**DOCUMENT TEXT**
Content starts

Judge Blocks Mississippi's 'Unconstitutional' Ban On Abortions After 15 Weeks

In a blistering opinion, Judge Carlton W. Reeves struck down one of the country's most restrictive abortion laws.

A federal judge has struck down a Mississippi law that sought to ban most abortions after 15 weeks of pregnancy. In a fiery opinion issued Tuesday, Judge Carlton W. Reeves said the statute, described as one of the most restrictive abortion laws in the country, “unequivocally” violated women’s constitutional rights.

Reeves wrote of his “frustration” that state lawmakers had chosen to pass the law despite the fact that similar legislation has been thrown out by federal courts in other states and that such litigation is very costly for taxpayers.

He contended the “real reason” for the ban’s passage appeared to be the state’s politically driven desire to overturn Roe v. Wade, the 1973 law that assures a woman’s constitutional right to access safe and legal abortions. 

“The state chose to pass a law it knew was unconstitutional to endorse a decades-long campaign, fueled by national interest groups, to ask the Supreme Court to overturn Roe v. Wade,” Reeves wrote. “This court follows the commands of the Supreme Court and the dictates of the United States Constitution, rather than the disingenuous calculations of the Mississippi Legislature.”

The law, which banned abortions after 15 weeks of pregnancy except in cases of medical emergency or “severe fetal abnormality,” was passed in March. Mississippi’s only abortion clinic, Jackson Women’s Health Organization, filed a lawsuit challenging the ban on the same day, and Reeves put a temporary restraining order on the law the following morning. 

Under Supreme Court precedent, states cannot restrict abortions before a fetus is considered viable. According to established medical consensus, viability typically begins at 23 to 24 weeks, Reeves noted in his opinion this week. 

The judge acknowledged, however, that, “with the recent changes in the membership of the Supreme Court” ― an apparent reference to the additions of conservative Justices Brett Kavanaugh and Neil Gorsuch ― the future of the nation’s abortion laws has been cast into doubt.

“Time will tell. If overturning Roe is [Mississippi’s] desired result, the state will have to seek that relief from a higher court. For now, the United States Supreme Court has spoken,” Reeves wrote. 

Abortion rights supporter and clinic escort Michelle Colon stands outside the Jackson Women's Health Organization, Mississipp
Abortion rights supporter and clinic escort Michelle Colon stands outside the Jackson Women's Health Organization, Mississippi's last abortion clinic.

In a blistering footnote, Reeves ― who noted the “sad irony” of men deciding on women’s reproductive rights ― lambasted Mississippi lawmakers for citing a concern for women’s health as a reason for the abortion ban.

“The Mississippi Legislature’s professed interest in ‘women’s health’ is pure gaslighting,” the judge wrote, noting that Mississippi “ranks as the state with the most [medical] challenges for women, infants and children” and yet is “silent on expanding Medicaid.”

Content ends

**EXERCISE DETAILS**
List every person named in the article on the Mississippi abortion ruling.

(Point localization data)
Content starts

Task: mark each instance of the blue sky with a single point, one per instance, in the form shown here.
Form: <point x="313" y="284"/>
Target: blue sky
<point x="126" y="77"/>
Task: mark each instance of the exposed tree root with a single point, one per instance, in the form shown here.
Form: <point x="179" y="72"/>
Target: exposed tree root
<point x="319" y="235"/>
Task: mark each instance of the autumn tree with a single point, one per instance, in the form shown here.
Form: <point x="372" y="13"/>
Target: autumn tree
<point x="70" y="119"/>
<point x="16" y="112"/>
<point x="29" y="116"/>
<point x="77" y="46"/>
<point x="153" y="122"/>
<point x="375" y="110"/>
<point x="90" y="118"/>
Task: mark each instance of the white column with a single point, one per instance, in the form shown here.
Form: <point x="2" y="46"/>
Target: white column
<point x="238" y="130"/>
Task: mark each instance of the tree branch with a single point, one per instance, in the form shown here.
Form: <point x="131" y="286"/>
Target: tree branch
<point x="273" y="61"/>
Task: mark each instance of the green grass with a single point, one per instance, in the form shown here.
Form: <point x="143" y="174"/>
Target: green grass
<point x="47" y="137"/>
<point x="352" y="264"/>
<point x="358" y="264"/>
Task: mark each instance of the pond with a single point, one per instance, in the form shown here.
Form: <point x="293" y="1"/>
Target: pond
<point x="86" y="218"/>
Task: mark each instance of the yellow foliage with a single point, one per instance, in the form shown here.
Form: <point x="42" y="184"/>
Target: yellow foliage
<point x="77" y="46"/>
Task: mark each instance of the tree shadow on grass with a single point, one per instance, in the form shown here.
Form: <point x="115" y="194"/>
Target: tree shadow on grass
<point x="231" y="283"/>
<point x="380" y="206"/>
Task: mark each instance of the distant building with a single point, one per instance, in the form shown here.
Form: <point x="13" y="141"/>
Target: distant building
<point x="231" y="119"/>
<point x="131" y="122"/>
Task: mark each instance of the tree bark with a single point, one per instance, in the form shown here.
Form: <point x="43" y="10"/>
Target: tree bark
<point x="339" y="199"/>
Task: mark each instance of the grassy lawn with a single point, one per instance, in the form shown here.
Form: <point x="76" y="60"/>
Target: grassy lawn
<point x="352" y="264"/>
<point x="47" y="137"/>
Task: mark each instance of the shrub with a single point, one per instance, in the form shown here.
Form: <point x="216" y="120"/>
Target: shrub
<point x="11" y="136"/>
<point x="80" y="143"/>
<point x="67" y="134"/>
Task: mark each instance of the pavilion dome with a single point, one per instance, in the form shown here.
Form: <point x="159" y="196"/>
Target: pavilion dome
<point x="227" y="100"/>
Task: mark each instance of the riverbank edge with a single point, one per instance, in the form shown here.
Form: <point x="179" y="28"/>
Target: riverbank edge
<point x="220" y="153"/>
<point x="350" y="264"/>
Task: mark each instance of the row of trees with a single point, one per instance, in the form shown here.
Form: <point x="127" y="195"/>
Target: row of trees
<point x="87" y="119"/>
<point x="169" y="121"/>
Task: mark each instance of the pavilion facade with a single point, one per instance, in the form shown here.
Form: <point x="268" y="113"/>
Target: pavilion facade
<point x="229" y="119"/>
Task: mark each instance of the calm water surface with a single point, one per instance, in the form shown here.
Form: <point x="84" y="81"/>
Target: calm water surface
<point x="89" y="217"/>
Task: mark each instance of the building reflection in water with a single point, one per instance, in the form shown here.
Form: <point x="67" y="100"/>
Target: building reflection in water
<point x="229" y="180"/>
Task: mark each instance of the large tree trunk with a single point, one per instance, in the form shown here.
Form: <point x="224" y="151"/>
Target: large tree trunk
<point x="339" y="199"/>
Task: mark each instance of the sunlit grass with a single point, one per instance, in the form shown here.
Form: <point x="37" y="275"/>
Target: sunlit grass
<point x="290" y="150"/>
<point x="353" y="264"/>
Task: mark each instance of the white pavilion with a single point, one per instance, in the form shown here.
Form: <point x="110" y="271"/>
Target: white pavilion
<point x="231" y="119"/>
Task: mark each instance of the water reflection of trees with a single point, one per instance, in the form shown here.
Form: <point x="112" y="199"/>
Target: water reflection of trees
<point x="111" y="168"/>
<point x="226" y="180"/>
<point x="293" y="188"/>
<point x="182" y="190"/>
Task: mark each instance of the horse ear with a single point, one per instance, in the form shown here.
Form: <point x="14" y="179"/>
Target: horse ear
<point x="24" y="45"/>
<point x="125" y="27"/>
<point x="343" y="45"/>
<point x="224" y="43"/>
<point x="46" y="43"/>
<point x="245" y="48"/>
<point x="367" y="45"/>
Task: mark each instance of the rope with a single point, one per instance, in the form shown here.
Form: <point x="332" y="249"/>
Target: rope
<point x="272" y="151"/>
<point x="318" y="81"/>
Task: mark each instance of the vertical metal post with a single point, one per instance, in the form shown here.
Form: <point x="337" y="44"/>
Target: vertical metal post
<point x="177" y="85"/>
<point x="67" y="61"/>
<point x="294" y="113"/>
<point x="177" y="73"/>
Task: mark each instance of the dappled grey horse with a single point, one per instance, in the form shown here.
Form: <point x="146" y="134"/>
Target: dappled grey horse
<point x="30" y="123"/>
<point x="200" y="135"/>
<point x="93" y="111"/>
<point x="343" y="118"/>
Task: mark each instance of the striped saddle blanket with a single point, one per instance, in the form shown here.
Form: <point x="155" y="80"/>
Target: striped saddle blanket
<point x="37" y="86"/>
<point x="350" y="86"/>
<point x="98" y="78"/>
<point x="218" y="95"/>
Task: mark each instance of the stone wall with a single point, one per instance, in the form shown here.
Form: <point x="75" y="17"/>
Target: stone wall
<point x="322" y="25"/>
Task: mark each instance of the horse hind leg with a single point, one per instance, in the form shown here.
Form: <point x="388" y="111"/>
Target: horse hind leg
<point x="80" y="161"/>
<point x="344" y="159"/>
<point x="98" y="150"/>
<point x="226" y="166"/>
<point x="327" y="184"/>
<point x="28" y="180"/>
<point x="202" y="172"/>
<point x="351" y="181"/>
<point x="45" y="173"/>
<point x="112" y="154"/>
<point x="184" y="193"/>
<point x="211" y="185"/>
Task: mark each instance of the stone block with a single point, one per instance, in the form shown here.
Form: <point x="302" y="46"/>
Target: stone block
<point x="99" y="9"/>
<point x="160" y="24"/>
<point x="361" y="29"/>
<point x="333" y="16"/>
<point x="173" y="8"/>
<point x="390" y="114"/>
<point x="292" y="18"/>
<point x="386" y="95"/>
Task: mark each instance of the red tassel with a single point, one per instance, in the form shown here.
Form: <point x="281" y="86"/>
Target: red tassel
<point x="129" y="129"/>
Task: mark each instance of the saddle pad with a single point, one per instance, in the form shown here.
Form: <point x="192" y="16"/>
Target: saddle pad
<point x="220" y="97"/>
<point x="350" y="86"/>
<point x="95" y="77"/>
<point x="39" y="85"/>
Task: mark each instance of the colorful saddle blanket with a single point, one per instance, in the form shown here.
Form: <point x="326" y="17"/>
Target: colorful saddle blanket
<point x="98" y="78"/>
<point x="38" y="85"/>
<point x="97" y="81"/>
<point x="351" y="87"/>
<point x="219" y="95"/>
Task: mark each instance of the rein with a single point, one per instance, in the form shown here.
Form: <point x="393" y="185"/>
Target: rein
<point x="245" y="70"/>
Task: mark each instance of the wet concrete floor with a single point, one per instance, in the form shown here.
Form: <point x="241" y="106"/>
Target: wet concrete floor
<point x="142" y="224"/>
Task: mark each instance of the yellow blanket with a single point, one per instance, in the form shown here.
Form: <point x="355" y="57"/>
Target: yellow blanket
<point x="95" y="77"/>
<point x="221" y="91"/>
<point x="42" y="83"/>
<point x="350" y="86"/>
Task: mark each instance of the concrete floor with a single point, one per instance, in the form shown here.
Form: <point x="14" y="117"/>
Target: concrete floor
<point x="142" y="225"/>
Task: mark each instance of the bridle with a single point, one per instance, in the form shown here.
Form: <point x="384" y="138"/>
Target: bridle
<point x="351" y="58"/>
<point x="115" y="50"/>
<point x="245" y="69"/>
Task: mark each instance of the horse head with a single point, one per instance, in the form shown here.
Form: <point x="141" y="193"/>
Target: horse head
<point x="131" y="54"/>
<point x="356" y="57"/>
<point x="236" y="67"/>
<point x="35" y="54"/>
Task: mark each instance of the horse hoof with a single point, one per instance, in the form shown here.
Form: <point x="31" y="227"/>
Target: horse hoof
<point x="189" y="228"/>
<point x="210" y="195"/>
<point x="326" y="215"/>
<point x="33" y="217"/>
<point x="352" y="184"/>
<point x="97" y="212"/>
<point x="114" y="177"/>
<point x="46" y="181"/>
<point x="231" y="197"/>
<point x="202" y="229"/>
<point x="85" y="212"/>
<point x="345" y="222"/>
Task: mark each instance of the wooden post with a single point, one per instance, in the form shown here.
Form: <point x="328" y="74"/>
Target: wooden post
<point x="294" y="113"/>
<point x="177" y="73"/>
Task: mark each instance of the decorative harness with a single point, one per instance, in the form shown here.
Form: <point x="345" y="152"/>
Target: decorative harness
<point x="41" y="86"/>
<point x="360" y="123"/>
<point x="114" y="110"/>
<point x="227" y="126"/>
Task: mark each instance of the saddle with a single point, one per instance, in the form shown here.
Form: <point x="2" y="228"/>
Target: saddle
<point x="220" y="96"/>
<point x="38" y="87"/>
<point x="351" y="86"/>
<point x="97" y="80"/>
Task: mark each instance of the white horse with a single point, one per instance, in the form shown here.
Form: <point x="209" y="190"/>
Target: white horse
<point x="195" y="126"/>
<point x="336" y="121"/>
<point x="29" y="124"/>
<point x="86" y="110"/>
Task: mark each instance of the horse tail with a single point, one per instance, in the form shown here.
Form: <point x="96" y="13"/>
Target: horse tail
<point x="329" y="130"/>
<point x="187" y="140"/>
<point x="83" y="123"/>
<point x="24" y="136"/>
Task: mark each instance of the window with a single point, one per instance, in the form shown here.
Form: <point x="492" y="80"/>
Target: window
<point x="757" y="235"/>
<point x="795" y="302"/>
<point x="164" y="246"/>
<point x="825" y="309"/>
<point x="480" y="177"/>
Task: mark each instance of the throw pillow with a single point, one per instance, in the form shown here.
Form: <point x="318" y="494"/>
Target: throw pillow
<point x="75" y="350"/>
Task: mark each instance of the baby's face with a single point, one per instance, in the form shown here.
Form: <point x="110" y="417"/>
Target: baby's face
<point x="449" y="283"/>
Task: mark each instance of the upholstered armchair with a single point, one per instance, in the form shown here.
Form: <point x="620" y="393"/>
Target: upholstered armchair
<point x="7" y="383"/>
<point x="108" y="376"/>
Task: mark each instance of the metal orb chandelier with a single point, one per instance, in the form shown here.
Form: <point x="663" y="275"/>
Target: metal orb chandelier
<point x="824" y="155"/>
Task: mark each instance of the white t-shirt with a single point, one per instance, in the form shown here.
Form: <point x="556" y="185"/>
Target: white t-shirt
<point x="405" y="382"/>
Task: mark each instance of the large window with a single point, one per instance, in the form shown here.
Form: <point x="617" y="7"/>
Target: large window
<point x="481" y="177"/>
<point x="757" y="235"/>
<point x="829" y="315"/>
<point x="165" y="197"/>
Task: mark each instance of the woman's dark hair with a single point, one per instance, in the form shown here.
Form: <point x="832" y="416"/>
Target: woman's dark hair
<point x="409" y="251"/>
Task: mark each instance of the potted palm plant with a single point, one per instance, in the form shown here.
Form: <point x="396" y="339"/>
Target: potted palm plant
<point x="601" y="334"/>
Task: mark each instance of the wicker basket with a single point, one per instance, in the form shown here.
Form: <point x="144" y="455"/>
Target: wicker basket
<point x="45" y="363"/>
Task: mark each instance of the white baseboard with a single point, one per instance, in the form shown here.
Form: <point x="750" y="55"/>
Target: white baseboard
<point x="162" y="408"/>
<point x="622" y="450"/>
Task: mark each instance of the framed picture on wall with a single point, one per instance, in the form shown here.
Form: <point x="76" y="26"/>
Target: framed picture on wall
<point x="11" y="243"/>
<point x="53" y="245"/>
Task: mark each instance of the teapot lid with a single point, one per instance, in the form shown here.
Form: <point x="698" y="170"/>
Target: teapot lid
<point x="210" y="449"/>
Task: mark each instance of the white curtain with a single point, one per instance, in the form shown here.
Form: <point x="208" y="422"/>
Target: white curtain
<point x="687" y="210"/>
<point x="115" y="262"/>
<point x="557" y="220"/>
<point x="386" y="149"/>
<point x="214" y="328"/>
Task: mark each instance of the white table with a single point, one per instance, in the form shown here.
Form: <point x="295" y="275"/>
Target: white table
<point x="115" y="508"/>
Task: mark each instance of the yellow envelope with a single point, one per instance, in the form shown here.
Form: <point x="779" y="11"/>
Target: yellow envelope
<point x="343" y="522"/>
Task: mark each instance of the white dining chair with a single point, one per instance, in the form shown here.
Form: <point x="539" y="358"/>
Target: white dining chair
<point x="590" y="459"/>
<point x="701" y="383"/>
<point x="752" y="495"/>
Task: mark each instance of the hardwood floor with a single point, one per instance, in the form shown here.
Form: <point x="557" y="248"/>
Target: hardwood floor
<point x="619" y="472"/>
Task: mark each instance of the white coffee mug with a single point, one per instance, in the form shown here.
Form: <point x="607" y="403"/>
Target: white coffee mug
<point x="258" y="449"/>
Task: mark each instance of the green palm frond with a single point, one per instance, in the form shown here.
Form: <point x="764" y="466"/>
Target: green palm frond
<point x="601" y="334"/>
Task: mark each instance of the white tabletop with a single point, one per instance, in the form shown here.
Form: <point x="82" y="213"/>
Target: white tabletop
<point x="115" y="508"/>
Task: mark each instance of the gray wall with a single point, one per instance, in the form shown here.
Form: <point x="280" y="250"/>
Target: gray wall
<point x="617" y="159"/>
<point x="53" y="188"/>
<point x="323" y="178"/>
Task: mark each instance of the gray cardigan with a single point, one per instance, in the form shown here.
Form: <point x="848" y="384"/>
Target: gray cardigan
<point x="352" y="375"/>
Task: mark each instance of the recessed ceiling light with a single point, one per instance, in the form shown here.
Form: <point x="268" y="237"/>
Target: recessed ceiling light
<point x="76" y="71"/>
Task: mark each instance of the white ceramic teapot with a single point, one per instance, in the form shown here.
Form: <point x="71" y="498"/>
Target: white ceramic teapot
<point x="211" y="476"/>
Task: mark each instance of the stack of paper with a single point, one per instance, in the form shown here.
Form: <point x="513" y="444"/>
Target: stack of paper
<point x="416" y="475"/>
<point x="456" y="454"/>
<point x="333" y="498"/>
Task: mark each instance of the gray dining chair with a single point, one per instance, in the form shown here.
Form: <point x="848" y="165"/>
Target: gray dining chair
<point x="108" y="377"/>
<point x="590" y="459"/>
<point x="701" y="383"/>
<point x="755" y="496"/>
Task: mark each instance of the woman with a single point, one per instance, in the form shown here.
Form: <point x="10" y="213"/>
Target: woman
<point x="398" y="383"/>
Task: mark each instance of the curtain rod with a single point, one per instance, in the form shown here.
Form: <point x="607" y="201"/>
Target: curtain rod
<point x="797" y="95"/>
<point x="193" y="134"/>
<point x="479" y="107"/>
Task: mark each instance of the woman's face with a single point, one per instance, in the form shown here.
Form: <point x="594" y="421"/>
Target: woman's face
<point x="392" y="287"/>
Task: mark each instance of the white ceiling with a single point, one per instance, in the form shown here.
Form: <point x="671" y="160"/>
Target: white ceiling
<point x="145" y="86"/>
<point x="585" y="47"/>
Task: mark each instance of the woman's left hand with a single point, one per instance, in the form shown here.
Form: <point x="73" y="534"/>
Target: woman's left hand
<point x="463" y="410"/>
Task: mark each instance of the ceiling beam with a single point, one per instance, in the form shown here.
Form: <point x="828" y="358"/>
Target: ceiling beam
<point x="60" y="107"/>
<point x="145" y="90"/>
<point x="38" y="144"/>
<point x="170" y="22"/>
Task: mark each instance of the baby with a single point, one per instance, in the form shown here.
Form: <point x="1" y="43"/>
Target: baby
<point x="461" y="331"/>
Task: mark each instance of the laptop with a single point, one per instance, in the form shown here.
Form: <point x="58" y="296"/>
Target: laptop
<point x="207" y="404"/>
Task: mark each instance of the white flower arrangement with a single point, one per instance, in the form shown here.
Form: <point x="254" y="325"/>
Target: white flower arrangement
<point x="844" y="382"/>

Content ends

**OUTPUT OF THE TASK**
Carlton W. Reeves
Brett Kavanaugh
Neil Gorsuch
Michelle Colon